| Stated problem |
Copy each of the items below line for line, without changing a single character.

[Stored entries]

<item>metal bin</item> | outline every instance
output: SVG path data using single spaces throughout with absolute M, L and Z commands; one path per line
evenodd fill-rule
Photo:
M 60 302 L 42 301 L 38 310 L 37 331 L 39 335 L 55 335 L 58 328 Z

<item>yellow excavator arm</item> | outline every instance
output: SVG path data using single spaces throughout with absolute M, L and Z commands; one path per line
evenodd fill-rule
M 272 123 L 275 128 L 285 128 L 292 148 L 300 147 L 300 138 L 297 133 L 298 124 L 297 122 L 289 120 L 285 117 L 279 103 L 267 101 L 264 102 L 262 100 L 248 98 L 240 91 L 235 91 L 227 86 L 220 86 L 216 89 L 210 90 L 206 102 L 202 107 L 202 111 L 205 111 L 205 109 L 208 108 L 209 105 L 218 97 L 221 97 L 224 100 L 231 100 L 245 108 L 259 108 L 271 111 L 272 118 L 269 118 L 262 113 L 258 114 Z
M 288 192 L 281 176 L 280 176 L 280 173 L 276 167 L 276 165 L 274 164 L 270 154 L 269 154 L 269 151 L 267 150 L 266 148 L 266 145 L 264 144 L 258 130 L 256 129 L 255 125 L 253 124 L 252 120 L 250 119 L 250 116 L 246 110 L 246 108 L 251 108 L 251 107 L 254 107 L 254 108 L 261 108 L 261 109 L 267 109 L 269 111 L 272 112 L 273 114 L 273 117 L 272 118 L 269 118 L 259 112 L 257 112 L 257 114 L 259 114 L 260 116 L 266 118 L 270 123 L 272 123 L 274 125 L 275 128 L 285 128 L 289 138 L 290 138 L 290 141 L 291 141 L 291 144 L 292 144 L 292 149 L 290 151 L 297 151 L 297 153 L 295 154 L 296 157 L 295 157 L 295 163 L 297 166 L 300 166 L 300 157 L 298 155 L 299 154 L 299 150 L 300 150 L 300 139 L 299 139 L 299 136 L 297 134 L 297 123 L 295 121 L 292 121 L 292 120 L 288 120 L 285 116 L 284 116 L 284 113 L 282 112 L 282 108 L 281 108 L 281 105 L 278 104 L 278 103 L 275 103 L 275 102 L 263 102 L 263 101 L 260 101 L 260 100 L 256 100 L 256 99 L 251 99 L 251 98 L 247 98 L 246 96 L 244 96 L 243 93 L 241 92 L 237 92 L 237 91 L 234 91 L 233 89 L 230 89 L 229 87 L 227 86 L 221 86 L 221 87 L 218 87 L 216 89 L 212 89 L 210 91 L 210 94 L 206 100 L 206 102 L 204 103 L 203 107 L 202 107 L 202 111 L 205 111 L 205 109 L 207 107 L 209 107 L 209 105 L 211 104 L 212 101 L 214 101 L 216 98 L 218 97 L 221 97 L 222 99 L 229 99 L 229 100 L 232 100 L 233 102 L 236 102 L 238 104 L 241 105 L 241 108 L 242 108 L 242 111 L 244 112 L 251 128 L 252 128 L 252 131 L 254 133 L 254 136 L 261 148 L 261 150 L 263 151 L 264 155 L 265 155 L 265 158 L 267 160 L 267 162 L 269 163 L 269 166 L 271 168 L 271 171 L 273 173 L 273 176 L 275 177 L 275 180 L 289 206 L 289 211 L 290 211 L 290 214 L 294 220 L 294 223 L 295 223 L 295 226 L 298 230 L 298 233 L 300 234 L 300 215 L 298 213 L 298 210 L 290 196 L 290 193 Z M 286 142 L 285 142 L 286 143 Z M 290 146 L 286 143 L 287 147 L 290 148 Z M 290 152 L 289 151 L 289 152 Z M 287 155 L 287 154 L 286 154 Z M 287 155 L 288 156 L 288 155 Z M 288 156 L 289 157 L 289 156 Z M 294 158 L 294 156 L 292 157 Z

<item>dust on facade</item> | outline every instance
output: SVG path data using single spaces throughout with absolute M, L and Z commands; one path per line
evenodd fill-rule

| Exercise output |
<item>metal bin</item> | outline every instance
output: SVG path data using single spaces throughout with absolute M, L and Z commands; one path per line
evenodd fill-rule
Photo:
M 60 302 L 42 301 L 38 310 L 37 331 L 39 335 L 55 335 L 58 328 Z

<item>yellow excavator arm</item> | outline every instance
output: SVG path data using single spaces throughout with absolute M, L and Z commands; one path per line
evenodd fill-rule
M 272 123 L 275 128 L 285 128 L 292 148 L 300 147 L 300 138 L 297 133 L 298 124 L 297 122 L 289 120 L 285 117 L 279 103 L 267 101 L 264 102 L 262 100 L 248 98 L 240 91 L 235 91 L 227 86 L 220 86 L 216 89 L 210 90 L 206 102 L 202 107 L 202 111 L 205 111 L 205 109 L 208 108 L 209 105 L 218 97 L 221 97 L 224 100 L 231 100 L 245 108 L 259 108 L 271 111 L 272 118 L 269 118 L 262 113 L 258 114 Z
M 288 192 L 281 176 L 280 176 L 280 173 L 276 167 L 276 165 L 274 164 L 270 154 L 269 154 L 269 151 L 267 150 L 266 148 L 266 145 L 264 144 L 258 130 L 256 129 L 255 125 L 253 124 L 252 120 L 250 119 L 250 116 L 246 110 L 246 108 L 251 108 L 251 107 L 254 107 L 254 108 L 261 108 L 261 109 L 267 109 L 269 111 L 272 112 L 273 114 L 273 117 L 272 118 L 269 118 L 259 112 L 257 112 L 257 114 L 259 114 L 260 116 L 266 118 L 270 123 L 272 123 L 274 125 L 275 128 L 285 128 L 289 138 L 290 138 L 290 141 L 291 141 L 291 144 L 292 144 L 292 149 L 290 151 L 297 151 L 297 153 L 295 154 L 296 157 L 295 157 L 295 163 L 297 166 L 300 166 L 300 157 L 298 155 L 299 154 L 299 150 L 300 150 L 300 139 L 299 139 L 299 136 L 297 134 L 297 123 L 295 121 L 292 121 L 292 120 L 288 120 L 285 116 L 284 116 L 284 113 L 282 112 L 282 108 L 281 108 L 281 105 L 278 104 L 278 103 L 275 103 L 275 102 L 263 102 L 263 101 L 260 101 L 260 100 L 256 100 L 256 99 L 251 99 L 251 98 L 247 98 L 246 96 L 244 96 L 243 93 L 241 92 L 237 92 L 237 91 L 234 91 L 233 89 L 230 89 L 229 87 L 227 86 L 221 86 L 221 87 L 218 87 L 216 89 L 212 89 L 210 91 L 210 94 L 206 100 L 206 102 L 204 103 L 203 107 L 202 107 L 202 111 L 205 111 L 205 109 L 207 107 L 209 107 L 209 105 L 211 104 L 212 101 L 214 101 L 216 98 L 218 97 L 221 97 L 222 99 L 229 99 L 229 100 L 232 100 L 233 102 L 236 102 L 238 104 L 241 105 L 241 108 L 242 108 L 242 111 L 244 112 L 251 128 L 252 128 L 252 131 L 254 133 L 254 136 L 261 148 L 261 150 L 263 151 L 264 155 L 265 155 L 265 158 L 267 160 L 267 162 L 269 163 L 269 166 L 271 168 L 271 171 L 273 173 L 273 176 L 275 177 L 275 180 L 289 206 L 289 211 L 290 211 L 290 214 L 294 220 L 294 223 L 295 223 L 295 226 L 298 230 L 298 233 L 300 234 L 300 215 L 298 213 L 298 210 L 290 196 L 290 193 Z M 286 142 L 285 142 L 286 143 Z M 290 146 L 286 143 L 287 147 L 290 148 Z M 290 152 L 289 151 L 289 152 Z M 287 155 L 287 154 L 286 154 Z M 287 155 L 288 156 L 288 155 Z M 288 156 L 289 157 L 289 156 Z M 294 158 L 294 156 L 292 157 Z

<item>dust on facade</item> | outline every instance
output: SVG path data using single spaces throughout with absolute M, L and Z commands; one path per line
evenodd fill-rule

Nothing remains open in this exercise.